Passage provided —
........

Life was the bars and parties, and booze was the center of nearly everything, especially of getting laid as often as possible. Considering how much of this I did in my seamy past, it's amazing I haven't (a) died of a burst liver from all that liquor, (b) been fired from my job a dozen times for being late and/or hungover or just plain absent, (c) contracted any of a dozen sexually-transmitted diseases, (d) been murdered by someone's jealous boyfriend or girlfriend, or (e) suffered some combination of these.
Needless to say, this was long before the appearance of HIV in our midst. It was serious enough business that one might get gonorrhea, syphillis, hepatitis or other unpleasantness.
Somehow my path through life managed to thread its course through the thicket of perils with only the most minor of occasional snags, usually in the form of something with six legs (lice) or eight legs (scabies) -- the latter are by far the more vexing critters, trust me on that.
But it was the standard modus vivendi, you see, to get completely blotto, to lower one's resistance to presumed proprieties, that is, to transgressions of same, then to transgress the whole night through.
This was usually followed the next morning by extensive telephoning, gathering the pulse of sexual social semaphores, rounding up reports of who had done what with whom and who had to lie low for a while lest the jealous lover seek revenge. In retrospect, it was probably all a bit too afternoon television, as a way of living.
I admit to being a little scandalized by my own history now, but at the time, nothing could have deterred one from that stuff -- until the one thing that actually did serve as a deterrent: the prospect of dying for real, the advent of HIV.

........

Information supplied —
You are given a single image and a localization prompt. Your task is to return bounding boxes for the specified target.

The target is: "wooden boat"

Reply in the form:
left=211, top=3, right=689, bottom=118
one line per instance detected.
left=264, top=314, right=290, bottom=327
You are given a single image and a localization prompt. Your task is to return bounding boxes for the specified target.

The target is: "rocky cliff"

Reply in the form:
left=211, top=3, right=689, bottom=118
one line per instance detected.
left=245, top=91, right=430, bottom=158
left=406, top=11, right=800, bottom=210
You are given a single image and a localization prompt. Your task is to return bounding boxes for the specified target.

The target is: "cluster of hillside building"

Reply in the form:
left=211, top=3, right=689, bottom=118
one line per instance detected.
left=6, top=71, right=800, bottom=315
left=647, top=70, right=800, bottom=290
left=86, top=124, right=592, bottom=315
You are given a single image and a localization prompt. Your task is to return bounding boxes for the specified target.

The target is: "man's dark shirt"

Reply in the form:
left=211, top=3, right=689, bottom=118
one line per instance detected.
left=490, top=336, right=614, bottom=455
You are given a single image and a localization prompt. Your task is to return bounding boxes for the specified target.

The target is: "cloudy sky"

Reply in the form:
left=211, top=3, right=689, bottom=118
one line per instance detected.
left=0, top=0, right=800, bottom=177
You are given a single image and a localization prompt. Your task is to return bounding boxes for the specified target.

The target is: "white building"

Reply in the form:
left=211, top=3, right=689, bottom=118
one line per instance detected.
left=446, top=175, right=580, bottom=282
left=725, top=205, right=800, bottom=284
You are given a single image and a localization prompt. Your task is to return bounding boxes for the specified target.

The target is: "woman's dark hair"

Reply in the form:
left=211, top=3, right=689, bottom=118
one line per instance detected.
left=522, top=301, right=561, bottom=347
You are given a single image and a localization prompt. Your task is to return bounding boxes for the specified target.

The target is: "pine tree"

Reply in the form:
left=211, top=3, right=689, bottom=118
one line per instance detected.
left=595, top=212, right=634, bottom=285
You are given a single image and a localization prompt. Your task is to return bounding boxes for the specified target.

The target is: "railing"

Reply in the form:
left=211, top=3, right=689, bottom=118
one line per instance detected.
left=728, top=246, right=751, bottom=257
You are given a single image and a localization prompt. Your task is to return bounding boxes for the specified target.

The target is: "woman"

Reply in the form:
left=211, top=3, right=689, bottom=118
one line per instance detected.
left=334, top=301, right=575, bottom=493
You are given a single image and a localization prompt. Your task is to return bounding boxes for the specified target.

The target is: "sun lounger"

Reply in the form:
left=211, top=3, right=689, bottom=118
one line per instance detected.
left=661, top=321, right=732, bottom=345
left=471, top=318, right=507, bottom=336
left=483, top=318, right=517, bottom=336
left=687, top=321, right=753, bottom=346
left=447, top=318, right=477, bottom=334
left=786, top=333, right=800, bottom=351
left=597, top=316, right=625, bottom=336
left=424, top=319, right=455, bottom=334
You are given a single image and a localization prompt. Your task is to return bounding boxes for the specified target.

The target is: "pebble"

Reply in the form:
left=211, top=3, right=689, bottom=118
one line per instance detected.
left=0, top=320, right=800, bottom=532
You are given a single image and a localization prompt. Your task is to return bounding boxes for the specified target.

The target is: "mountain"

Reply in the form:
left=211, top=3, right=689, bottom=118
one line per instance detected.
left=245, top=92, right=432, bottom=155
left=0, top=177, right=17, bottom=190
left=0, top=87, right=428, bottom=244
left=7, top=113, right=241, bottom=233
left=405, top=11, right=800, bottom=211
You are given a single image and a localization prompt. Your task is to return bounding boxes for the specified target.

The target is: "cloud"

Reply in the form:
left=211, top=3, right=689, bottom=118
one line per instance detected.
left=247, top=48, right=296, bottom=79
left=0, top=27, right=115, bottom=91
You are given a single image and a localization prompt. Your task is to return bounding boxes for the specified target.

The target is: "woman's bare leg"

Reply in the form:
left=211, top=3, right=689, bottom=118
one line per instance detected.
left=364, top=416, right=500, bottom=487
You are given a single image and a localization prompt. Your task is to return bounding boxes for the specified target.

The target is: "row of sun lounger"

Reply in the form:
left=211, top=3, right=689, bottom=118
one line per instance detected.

........

Instructions for the task —
In the passage about a past of bars and parties, which two pests does the writer name as occasional snags? None of the data is needed here.

Response to the exercise —
Lice and scabies.